[Excerpts of bounding box data]
◆ ◆ ◆

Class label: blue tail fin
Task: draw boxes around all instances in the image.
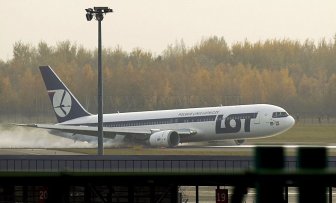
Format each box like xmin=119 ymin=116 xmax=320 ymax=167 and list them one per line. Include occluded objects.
xmin=40 ymin=66 xmax=91 ymax=123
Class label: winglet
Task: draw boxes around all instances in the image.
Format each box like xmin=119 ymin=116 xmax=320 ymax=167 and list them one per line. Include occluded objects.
xmin=40 ymin=66 xmax=91 ymax=123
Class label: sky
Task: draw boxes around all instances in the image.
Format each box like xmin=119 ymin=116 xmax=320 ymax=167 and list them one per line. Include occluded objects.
xmin=0 ymin=0 xmax=336 ymax=61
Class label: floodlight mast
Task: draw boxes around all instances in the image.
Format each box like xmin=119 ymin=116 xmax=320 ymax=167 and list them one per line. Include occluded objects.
xmin=85 ymin=7 xmax=113 ymax=155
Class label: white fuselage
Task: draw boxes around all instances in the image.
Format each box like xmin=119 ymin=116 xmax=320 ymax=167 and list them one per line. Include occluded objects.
xmin=59 ymin=104 xmax=295 ymax=143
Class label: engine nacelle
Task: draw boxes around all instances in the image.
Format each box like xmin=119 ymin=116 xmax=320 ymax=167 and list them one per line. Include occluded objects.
xmin=208 ymin=139 xmax=245 ymax=146
xmin=234 ymin=140 xmax=245 ymax=145
xmin=149 ymin=130 xmax=180 ymax=147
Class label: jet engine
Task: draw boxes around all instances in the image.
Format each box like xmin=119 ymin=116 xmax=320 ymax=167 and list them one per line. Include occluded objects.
xmin=149 ymin=130 xmax=180 ymax=147
xmin=208 ymin=139 xmax=245 ymax=146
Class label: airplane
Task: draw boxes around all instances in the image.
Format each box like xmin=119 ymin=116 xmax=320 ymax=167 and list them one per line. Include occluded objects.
xmin=18 ymin=66 xmax=295 ymax=147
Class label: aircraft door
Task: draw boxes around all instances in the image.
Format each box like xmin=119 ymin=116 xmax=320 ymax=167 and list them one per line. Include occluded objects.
xmin=254 ymin=112 xmax=261 ymax=124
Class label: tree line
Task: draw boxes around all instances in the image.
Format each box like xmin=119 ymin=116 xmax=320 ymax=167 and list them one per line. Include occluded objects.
xmin=0 ymin=35 xmax=336 ymax=122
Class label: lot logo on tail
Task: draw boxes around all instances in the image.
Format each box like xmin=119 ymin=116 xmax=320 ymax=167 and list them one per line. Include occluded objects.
xmin=49 ymin=89 xmax=72 ymax=117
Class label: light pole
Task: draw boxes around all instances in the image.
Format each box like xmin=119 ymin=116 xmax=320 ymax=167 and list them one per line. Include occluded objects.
xmin=85 ymin=7 xmax=113 ymax=155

◆ ◆ ◆

Please reproduce the items from the line holding "Class label: lot logo on tail" through the end of the items, changing "light pole" to "lamp post" and leaving everything else as it is.

** Result **
Class label: lot logo on tail
Task: draw boxes around all instances in the image.
Format each box like xmin=119 ymin=116 xmax=320 ymax=167 and list them one per line. Include occluded objects.
xmin=49 ymin=89 xmax=72 ymax=117
Class label: lamp post
Task: draw boxes around all instances in the image.
Format each box like xmin=119 ymin=116 xmax=320 ymax=167 and list them one per line. Include occluded objects.
xmin=85 ymin=7 xmax=113 ymax=155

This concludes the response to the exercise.